[Exercise data]:
--------------------------------------------------

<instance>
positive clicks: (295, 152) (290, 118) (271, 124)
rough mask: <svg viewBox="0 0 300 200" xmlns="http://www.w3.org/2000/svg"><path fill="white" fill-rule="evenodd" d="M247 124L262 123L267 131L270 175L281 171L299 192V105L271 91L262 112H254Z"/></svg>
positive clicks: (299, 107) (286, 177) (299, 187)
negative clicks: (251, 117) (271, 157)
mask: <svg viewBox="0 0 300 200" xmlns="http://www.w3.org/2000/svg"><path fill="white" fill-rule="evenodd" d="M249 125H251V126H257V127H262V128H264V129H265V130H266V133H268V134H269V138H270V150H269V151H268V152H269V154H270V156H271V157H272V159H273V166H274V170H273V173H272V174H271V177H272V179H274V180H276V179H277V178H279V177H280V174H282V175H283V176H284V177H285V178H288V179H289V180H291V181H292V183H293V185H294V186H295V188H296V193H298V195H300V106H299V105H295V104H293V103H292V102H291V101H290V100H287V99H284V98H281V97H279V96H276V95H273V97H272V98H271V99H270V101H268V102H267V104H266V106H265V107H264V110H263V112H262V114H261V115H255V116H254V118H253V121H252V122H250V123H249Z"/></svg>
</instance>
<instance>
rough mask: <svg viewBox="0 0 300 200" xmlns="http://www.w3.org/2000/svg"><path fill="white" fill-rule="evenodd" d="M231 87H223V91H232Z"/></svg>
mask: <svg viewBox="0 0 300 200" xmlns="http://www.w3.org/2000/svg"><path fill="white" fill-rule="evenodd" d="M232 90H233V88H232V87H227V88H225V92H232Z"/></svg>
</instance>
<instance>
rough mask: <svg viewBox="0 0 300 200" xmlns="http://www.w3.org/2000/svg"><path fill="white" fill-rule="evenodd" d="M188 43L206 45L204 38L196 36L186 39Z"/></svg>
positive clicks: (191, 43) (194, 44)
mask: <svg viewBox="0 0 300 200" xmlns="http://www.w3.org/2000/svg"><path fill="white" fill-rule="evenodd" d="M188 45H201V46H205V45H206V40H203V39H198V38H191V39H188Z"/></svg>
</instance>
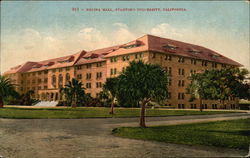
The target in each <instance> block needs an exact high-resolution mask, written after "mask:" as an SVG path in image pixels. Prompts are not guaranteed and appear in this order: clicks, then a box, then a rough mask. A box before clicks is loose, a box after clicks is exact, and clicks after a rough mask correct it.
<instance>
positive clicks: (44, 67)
mask: <svg viewBox="0 0 250 158" xmlns="http://www.w3.org/2000/svg"><path fill="white" fill-rule="evenodd" d="M86 53H87V52H85V51H84V50H82V51H80V52H78V53H76V54H73V55H68V56H64V57H60V58H54V59H49V60H44V61H40V62H36V65H35V66H33V67H32V68H31V69H30V70H29V71H28V72H34V71H42V70H48V69H55V68H61V67H68V66H73V65H74V64H75V63H76V62H77V61H78V60H79V59H80V58H81V57H82V56H84V55H85V54H86Z"/></svg>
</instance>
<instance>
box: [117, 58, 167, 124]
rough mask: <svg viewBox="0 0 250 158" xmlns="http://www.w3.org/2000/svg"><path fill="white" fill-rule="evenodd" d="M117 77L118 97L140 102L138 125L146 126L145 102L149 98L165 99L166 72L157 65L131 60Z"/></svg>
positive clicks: (166, 79) (166, 85) (165, 95)
mask: <svg viewBox="0 0 250 158" xmlns="http://www.w3.org/2000/svg"><path fill="white" fill-rule="evenodd" d="M118 78H119V79H118V94H117V95H118V97H119V98H122V97H123V96H125V98H129V99H131V100H134V101H136V102H139V103H140V106H141V113H140V126H141V127H146V124H145V106H146V105H147V103H149V102H150V101H151V100H157V101H161V100H165V99H167V96H168V89H167V83H168V75H167V73H166V72H165V71H164V70H163V69H162V68H161V67H160V66H159V65H153V64H146V63H144V62H143V61H138V62H135V61H132V62H130V65H129V66H128V67H127V69H126V71H124V72H123V73H122V74H121V75H120V76H119V77H118Z"/></svg>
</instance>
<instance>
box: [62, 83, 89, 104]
mask: <svg viewBox="0 0 250 158" xmlns="http://www.w3.org/2000/svg"><path fill="white" fill-rule="evenodd" d="M60 93H61V94H62V95H64V96H65V99H66V102H68V103H70V104H71V107H76V106H77V103H79V102H80V100H81V98H82V97H83V96H84V95H85V91H84V88H83V84H82V82H80V81H78V80H76V79H75V78H73V79H72V80H71V81H69V82H68V83H67V84H66V85H65V87H64V88H61V89H60Z"/></svg>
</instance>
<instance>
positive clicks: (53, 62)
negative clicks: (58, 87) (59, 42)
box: [43, 62, 55, 67]
mask: <svg viewBox="0 0 250 158" xmlns="http://www.w3.org/2000/svg"><path fill="white" fill-rule="evenodd" d="M54 64H55V63H54V62H49V63H47V64H45V65H43V66H45V67H48V66H52V65H54Z"/></svg>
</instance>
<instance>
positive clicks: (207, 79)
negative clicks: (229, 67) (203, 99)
mask: <svg viewBox="0 0 250 158" xmlns="http://www.w3.org/2000/svg"><path fill="white" fill-rule="evenodd" d="M248 74H249V72H248V71H247V70H246V69H239V68H227V69H213V70H206V71H204V72H203V73H199V74H193V75H192V76H191V77H190V79H191V83H190V84H189V86H188V88H187V93H189V94H191V100H192V99H194V98H195V99H200V104H201V105H200V107H201V111H202V100H203V99H212V100H220V101H221V103H222V108H226V105H225V100H226V99H228V98H229V97H238V98H242V99H247V98H249V96H250V91H249V87H250V85H249V82H246V77H247V75H248Z"/></svg>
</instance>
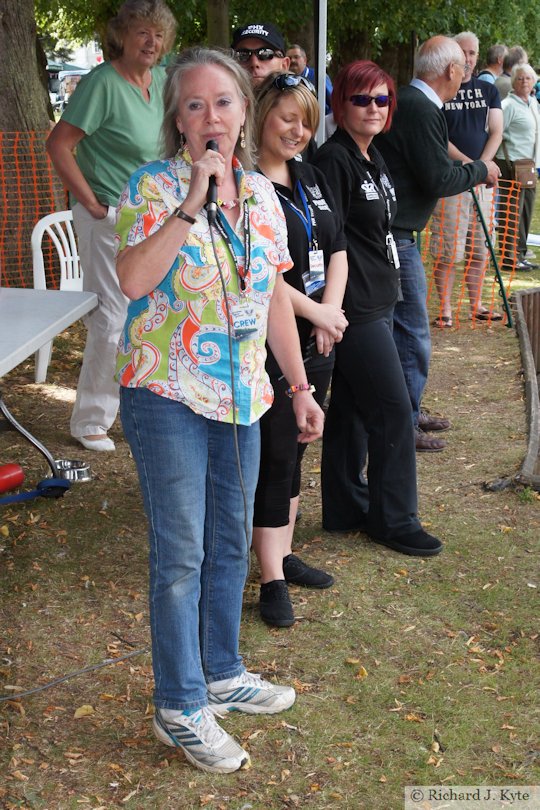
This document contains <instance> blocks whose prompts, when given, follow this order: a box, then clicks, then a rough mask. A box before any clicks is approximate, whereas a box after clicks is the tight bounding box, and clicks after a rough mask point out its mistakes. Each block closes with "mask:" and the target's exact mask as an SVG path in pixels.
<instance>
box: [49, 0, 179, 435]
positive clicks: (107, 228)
mask: <svg viewBox="0 0 540 810" xmlns="http://www.w3.org/2000/svg"><path fill="white" fill-rule="evenodd" d="M175 32H176V22H175V20H174V17H173V15H172V13H171V11H170V10H169V8H168V7H167V6H166V4H165V3H164V2H163V0H127V2H125V3H124V4H123V5H122V6H121V8H120V10H119V12H118V14H117V16H116V17H114V18H113V19H112V20H111V21H110V23H109V26H108V46H109V53H110V57H111V58H110V61H108V62H106V63H104V64H103V65H99V66H98V67H96V68H94V70H92V71H91V72H90V73H89V74H88V75H87V76H85V77H84V79H83V80H81V82H79V85H78V86H77V89H76V90H75V92H74V94H73V96H72V97H71V98H70V101H69V105H68V106H67V108H66V110H65V111H64V114H63V115H62V118H61V120H60V121H59V123H58V124H57V125H56V127H55V128H54V130H53V131H52V133H51V135H50V136H49V139H48V142H47V150H48V152H49V155H50V157H51V159H52V161H53V163H54V166H55V168H56V171H57V172H58V174H59V175H60V177H61V179H62V180H63V181H64V183H65V185H66V186H67V188H68V190H69V192H70V197H71V202H72V206H73V221H74V225H75V230H76V232H77V237H78V242H79V253H80V257H81V265H82V268H83V272H84V288H85V289H86V290H90V291H92V292H95V293H97V295H98V300H99V304H98V307H97V308H96V309H95V310H94V311H93V312H92V313H90V315H88V316H87V318H86V319H85V324H86V326H87V329H88V335H87V341H86V347H85V351H84V357H83V363H82V367H81V373H80V376H79V382H78V386H77V398H76V401H75V406H74V409H73V413H72V416H71V434H72V436H74V438H76V439H77V440H78V441H79V442H80V443H81V444H82V445H83V447H85V448H87V449H88V450H99V451H111V450H114V449H115V446H114V442H113V441H112V439H110V438H109V437H108V436H107V431H108V430H109V428H110V427H111V426H112V424H113V422H114V420H115V418H116V414H117V412H118V404H119V391H118V384H117V383H116V382H115V381H114V367H115V356H116V346H117V343H118V338H119V336H120V332H121V329H122V325H123V323H124V320H125V317H126V307H127V299H126V298H125V296H124V295H123V293H122V292H121V290H120V288H119V285H118V280H117V277H116V270H115V262H114V229H115V223H116V206H117V205H118V201H119V198H120V194H121V192H122V189H123V188H124V186H125V184H126V181H127V179H128V177H129V176H130V175H131V173H132V172H133V171H134V170H135V169H136V168H137V167H138V166H140V165H141V164H142V163H146V162H148V161H150V160H154V159H156V158H157V157H158V155H159V131H160V127H161V122H162V120H163V100H162V91H163V86H164V83H165V71H164V70H163V68H159V67H157V65H158V63H159V61H160V60H161V59H162V57H163V56H164V54H165V53H167V51H169V50H170V48H171V46H172V44H173V41H174V37H175ZM75 150H76V151H75Z"/></svg>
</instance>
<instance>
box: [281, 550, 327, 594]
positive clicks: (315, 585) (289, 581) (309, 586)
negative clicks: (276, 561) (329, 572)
mask: <svg viewBox="0 0 540 810" xmlns="http://www.w3.org/2000/svg"><path fill="white" fill-rule="evenodd" d="M283 573H284V574H285V581H286V582H288V583H289V584H290V585H303V586H304V588H329V587H330V585H333V584H334V577H333V576H331V574H327V573H326V571H321V569H320V568H312V567H311V566H310V565H306V563H305V562H304V561H303V560H301V559H300V557H297V556H296V554H288V555H287V556H286V557H284V558H283Z"/></svg>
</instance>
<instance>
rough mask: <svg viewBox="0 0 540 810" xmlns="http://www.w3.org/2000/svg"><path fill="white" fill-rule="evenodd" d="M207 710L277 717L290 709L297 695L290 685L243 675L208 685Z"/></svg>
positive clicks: (207, 685)
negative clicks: (278, 714)
mask: <svg viewBox="0 0 540 810" xmlns="http://www.w3.org/2000/svg"><path fill="white" fill-rule="evenodd" d="M207 689H208V708H209V709H210V710H211V711H213V712H214V713H216V714H219V713H220V712H224V711H227V712H246V713H247V714H276V713H277V712H282V711H284V710H285V709H290V707H291V706H292V705H293V703H294V701H295V700H296V693H295V691H294V689H293V688H292V687H290V686H278V685H277V684H275V683H270V681H265V680H263V679H262V678H261V676H260V675H254V674H253V673H252V672H243V673H242V675H238V676H237V677H236V678H226V679H225V680H223V681H214V683H209V684H207Z"/></svg>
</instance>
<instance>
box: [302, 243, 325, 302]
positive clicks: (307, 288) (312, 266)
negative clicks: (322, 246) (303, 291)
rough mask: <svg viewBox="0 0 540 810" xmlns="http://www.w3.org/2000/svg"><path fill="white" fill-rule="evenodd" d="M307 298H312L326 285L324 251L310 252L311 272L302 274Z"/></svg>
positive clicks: (309, 260) (303, 281) (309, 264)
mask: <svg viewBox="0 0 540 810" xmlns="http://www.w3.org/2000/svg"><path fill="white" fill-rule="evenodd" d="M302 281H303V282H304V289H305V291H306V295H307V296H312V295H313V294H314V293H316V292H317V290H320V289H321V287H324V285H325V283H326V278H325V273H324V253H323V252H322V250H310V251H309V271H308V272H306V273H303V274H302Z"/></svg>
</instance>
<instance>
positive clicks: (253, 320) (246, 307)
mask: <svg viewBox="0 0 540 810" xmlns="http://www.w3.org/2000/svg"><path fill="white" fill-rule="evenodd" d="M231 320H232V329H233V336H234V338H235V340H246V338H250V337H253V335H256V334H257V317H256V315H255V308H254V307H253V305H252V304H251V303H250V302H249V300H248V299H244V300H240V301H239V302H238V304H235V305H234V306H233V307H231Z"/></svg>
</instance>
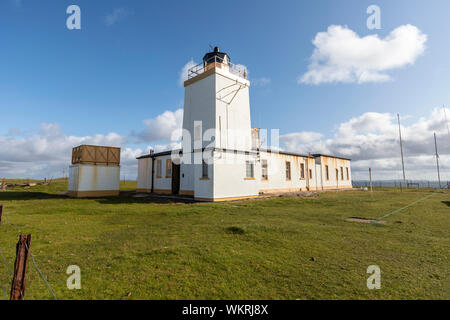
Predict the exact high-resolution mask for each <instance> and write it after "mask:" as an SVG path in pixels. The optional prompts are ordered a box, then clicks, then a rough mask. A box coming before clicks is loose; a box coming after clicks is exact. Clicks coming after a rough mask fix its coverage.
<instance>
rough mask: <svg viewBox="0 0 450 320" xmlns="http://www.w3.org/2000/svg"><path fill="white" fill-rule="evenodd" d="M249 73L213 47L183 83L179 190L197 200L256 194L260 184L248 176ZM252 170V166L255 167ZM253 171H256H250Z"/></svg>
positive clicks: (207, 53)
mask: <svg viewBox="0 0 450 320" xmlns="http://www.w3.org/2000/svg"><path fill="white" fill-rule="evenodd" d="M246 78H247V71H246V70H245V69H244V68H243V67H240V66H238V65H234V64H232V63H231V61H230V57H229V56H228V54H226V53H224V52H220V51H219V48H217V47H215V48H214V51H213V52H209V53H207V54H206V55H205V56H204V57H203V63H202V64H200V65H197V66H195V67H193V68H191V69H190V70H189V72H188V80H186V81H185V82H184V87H185V98H184V116H183V117H184V118H183V129H184V133H183V155H184V159H189V160H190V161H188V162H190V163H182V164H181V172H182V176H181V189H182V190H186V189H189V188H192V186H193V187H194V191H195V198H198V199H205V200H212V199H214V200H217V199H222V198H241V197H242V198H243V197H245V198H248V197H249V196H257V195H258V190H257V186H256V183H252V182H251V181H250V179H247V180H244V179H243V175H244V176H245V172H246V170H247V166H248V165H247V161H249V160H246V158H249V156H250V153H252V150H251V147H252V135H251V121H250V102H249V86H250V82H249V81H248V80H247V79H246ZM252 168H253V167H252ZM252 170H254V169H252Z"/></svg>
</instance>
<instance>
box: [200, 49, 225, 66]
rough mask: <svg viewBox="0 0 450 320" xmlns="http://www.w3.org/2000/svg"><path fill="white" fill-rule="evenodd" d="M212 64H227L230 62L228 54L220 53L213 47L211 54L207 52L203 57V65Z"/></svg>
mask: <svg viewBox="0 0 450 320" xmlns="http://www.w3.org/2000/svg"><path fill="white" fill-rule="evenodd" d="M214 62H219V63H225V64H228V63H229V62H230V56H229V55H228V54H226V53H225V52H220V51H219V47H214V51H213V52H208V53H207V54H205V56H204V57H203V64H204V65H207V64H209V63H214Z"/></svg>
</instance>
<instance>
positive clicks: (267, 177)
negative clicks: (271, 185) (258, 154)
mask: <svg viewBox="0 0 450 320" xmlns="http://www.w3.org/2000/svg"><path fill="white" fill-rule="evenodd" d="M261 176H262V179H263V180H268V179H269V170H268V166H267V160H262V161H261Z"/></svg>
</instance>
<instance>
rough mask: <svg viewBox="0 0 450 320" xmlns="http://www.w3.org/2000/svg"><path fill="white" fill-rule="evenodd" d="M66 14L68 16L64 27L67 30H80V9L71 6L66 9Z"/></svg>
mask: <svg viewBox="0 0 450 320" xmlns="http://www.w3.org/2000/svg"><path fill="white" fill-rule="evenodd" d="M66 13H67V14H70V16H69V17H68V18H67V20H66V27H67V29H69V30H80V29H81V9H80V7H79V6H77V5H75V4H72V5H70V6H68V7H67V10H66Z"/></svg>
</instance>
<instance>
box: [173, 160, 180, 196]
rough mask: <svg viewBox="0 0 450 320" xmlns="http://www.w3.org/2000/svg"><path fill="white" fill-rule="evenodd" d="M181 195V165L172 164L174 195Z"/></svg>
mask: <svg viewBox="0 0 450 320" xmlns="http://www.w3.org/2000/svg"><path fill="white" fill-rule="evenodd" d="M179 193H180V165H179V164H175V163H172V194H179Z"/></svg>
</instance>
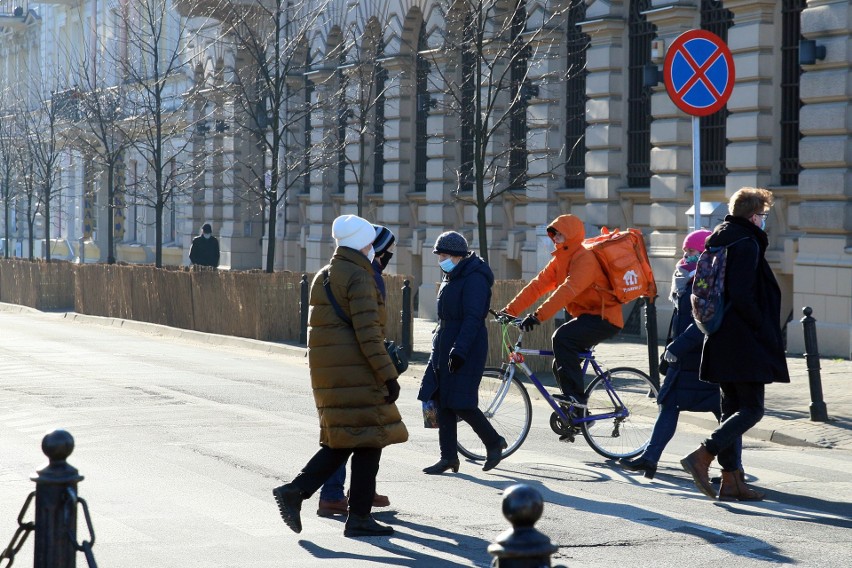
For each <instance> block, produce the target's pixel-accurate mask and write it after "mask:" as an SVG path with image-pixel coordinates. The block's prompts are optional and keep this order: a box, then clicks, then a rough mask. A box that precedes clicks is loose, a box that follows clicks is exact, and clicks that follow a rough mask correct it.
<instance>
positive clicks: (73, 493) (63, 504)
mask: <svg viewBox="0 0 852 568" xmlns="http://www.w3.org/2000/svg"><path fill="white" fill-rule="evenodd" d="M41 449H42V451H43V452H44V454H45V455H46V456H47V457H48V459H49V460H50V463H48V464H47V465H46V466H45V467H43V468H42V469H40V470H38V471H37V472H36V474H37V475H33V476H32V477H30V479H32V480H33V481H35V483H36V491H35V493H36V513H35V554H34V560H33V568H75V566H76V554H77V549H76V548H75V546H76V542H77V502H76V498H77V497H76V496H77V483H78V482H79V481H82V480H83V476H82V475H80V474H79V473H78V472H77V469H76V468H74V467H72V466H71V465H69V464H68V462H66V461H65V460H66V459H67V458H68V456H70V455H71V452H73V451H74V438H73V437H72V436H71V434H69V433H68V432H66V431H65V430H55V431H53V432H51V433H49V434H47V435H46V436H45V437H44V439H43V440H42V442H41Z"/></svg>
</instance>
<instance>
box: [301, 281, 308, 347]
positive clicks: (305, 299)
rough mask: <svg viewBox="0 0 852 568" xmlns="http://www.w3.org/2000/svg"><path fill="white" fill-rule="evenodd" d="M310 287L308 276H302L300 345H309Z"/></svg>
mask: <svg viewBox="0 0 852 568" xmlns="http://www.w3.org/2000/svg"><path fill="white" fill-rule="evenodd" d="M309 289H310V285H309V284H308V275H307V274H302V282H301V284H300V290H299V291H300V294H301V295H300V297H299V343H301V344H302V345H307V344H308V310H309V309H310V306H309V305H308V292H309Z"/></svg>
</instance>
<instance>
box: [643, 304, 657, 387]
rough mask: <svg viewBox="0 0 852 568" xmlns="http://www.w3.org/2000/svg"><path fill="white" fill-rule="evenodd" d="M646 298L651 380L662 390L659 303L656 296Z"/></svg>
mask: <svg viewBox="0 0 852 568" xmlns="http://www.w3.org/2000/svg"><path fill="white" fill-rule="evenodd" d="M643 299H644V300H645V332H646V334H647V335H648V370H649V371H650V372H649V375H650V377H651V382H652V383H653V384H654V386H655V387H656V388H657V390H658V391H659V390H660V352H659V348H658V347H657V341H659V339H658V338H657V305H656V304H655V303H654V298H643Z"/></svg>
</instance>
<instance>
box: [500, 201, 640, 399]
mask: <svg viewBox="0 0 852 568" xmlns="http://www.w3.org/2000/svg"><path fill="white" fill-rule="evenodd" d="M547 234H548V236H549V237H550V239H551V240H552V241H553V244H554V246H555V247H556V250H554V251H553V252H552V253H551V255H552V258H551V259H550V262H548V263H547V265H546V266H545V267H544V268H543V269H542V270H541V272H539V273H538V276H536V277H535V278H533V279H532V281H530V283H529V284H527V285H526V286H524V288H523V290H521V291H520V292H518V295H517V296H515V299H513V300H512V301H511V302H509V304H508V305H507V306H506V307H505V308H503V311H504V312H505V313H507V314H510V315H512V316H513V317H517V315H518V314H520V313H521V312H524V311H526V310H527V309H528V308H529V307H530V306H531V305H533V303H535V301H536V300H538V299H539V298H540V297H541V296H543V295H544V294H547V293H550V296H549V297H548V298H547V299H546V300H545V301H544V302H543V303H542V304H541V305H540V306H539V307H538V309H537V310H535V311H534V312H533V313H531V314H528V315H527V316H526V317H524V319H523V321H522V322H521V326H520V327H521V329H522V330H524V331H530V330H532V329H533V327H535V326H537V325H539V324H540V323H541V322H543V321H546V320H548V319H550V318H551V317H553V316H554V315H556V313H558V312H559V310H561V309H562V308H565V309H566V310H567V311H568V314H570V318H571V319H570V320H569V321H568V322H566V323H565V324H563V325H561V326H560V327H559V328H558V329H557V330H556V332H555V333H554V334H553V337H552V340H553V353H554V355H555V357H554V361H553V374H554V375H555V376H556V380H557V381H558V383H559V388H561V389H562V392H563V394H564V395H565V396H566V397H567V398H571V397H573V398H574V402H576V403H578V405H580V406H582V405H584V404H585V403H586V400H585V395H584V391H585V388H584V383H583V371H582V369H581V368H580V356H579V353H580V352H581V351H585V350H587V349H589V348H590V347H592V346H594V345H597V344H598V343H600V342H601V341H604V340H606V339H609V338H610V337H613V336H614V335H616V334H617V333H618V332H619V331H621V328H622V327H624V316H623V315H622V313H621V304H619V303H618V301H617V300H616V299H615V298H614V297H613V296H612V294H610V293H607V292H606V290H608V289H609V281H608V279H607V277H606V275H605V274H604V272H603V269H602V268H601V266H600V263H598V260H597V258H595V255H594V253H593V252H591V251H589V250H586V249H585V248H584V247H583V245H582V242H583V239H584V238H585V228H584V226H583V221H581V220H580V219H579V218H578V217H576V216H574V215H560V216H559V217H557V218H556V219H555V220H554V221H553V222H552V223H551V224H550V225H549V226H548V227H547Z"/></svg>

--------------------------------------------------

[Problem to solve]: From the first line of the entries above through the line containing "positive clicks: (299, 107)", put each line into a Markdown table with the columns Row and Entry Line, numbering the rows and omitting blank lines.

[Exercise response]:
| Row | Entry Line |
|---|---|
| 1 | <instance> |
| 2 | positive clicks: (295, 152) (290, 118) (271, 124) |
| 3 | rough mask: <svg viewBox="0 0 300 200" xmlns="http://www.w3.org/2000/svg"><path fill="white" fill-rule="evenodd" d="M247 124L262 123L267 131L270 175L281 171L299 192V105L271 91L262 112H254Z"/></svg> |
| 4 | positive clicks: (299, 107) (286, 177) (299, 187) |